— Description of the task —
Nothing but a number should be given: how many lines of the records include "distance"?

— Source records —
^^^^^^^^^^^^^^^^

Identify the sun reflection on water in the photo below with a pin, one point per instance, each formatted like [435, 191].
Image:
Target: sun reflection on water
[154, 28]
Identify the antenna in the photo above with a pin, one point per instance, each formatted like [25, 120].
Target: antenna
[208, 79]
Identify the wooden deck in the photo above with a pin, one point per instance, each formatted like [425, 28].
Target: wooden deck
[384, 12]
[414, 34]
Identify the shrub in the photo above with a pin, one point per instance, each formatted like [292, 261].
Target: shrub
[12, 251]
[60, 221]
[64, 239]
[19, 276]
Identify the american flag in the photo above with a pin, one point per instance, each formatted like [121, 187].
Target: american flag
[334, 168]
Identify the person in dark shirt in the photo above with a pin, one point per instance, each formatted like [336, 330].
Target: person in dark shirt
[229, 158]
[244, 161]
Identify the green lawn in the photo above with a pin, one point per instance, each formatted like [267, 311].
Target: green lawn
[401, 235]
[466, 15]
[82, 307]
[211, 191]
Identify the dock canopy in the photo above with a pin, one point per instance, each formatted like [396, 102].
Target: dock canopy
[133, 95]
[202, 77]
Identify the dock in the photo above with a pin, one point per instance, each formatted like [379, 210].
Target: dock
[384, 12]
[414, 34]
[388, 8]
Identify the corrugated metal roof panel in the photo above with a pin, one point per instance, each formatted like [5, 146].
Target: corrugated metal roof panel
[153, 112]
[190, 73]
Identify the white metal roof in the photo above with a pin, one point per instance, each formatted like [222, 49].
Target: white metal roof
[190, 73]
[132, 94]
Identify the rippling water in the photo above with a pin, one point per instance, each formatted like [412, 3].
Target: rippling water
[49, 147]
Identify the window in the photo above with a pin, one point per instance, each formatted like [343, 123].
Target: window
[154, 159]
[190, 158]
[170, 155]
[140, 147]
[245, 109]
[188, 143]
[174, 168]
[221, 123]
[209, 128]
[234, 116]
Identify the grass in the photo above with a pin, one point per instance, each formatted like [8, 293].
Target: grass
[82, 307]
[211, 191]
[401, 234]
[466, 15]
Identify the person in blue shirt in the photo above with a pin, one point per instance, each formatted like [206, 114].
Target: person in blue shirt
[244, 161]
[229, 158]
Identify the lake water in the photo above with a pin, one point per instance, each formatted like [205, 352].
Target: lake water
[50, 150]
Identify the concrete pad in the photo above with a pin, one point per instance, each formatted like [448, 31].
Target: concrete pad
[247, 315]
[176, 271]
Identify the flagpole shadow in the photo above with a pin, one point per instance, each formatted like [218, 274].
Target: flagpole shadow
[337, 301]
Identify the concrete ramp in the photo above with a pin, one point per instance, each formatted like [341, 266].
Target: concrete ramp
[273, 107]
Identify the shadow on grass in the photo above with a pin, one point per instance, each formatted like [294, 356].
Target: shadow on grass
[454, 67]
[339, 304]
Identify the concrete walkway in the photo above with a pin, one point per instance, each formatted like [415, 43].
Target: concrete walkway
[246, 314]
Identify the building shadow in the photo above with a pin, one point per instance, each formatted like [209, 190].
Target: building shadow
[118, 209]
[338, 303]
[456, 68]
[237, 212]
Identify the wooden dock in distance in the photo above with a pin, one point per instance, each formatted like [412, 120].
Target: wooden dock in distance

^^^^^^^^^^^^^^^^

— Task result —
2